◆ Instructions to follow ◆
What you return must match the listing below line for line, minus its pictures.

--- Material for the task Enclosed Below ---

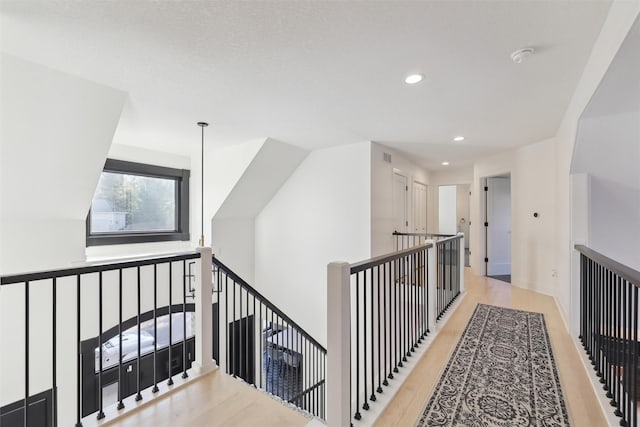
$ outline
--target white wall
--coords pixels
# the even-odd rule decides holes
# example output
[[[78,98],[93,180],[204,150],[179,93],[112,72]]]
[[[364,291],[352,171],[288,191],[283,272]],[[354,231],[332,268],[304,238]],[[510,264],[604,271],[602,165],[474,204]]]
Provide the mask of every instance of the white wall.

--- End of Enclosed Material for the task ---

◆ Task answer ◆
$ outline
--target white wall
--coords pixels
# the even-odd rule decides holes
# example output
[[[78,98],[93,180],[204,150],[179,93],[112,72]]]
[[[364,291],[352,171],[288,191],[283,272]],[[354,231],[332,268],[304,238]],[[510,264],[604,271],[602,165],[474,204]]]
Provide the mask of every instance of the white wall.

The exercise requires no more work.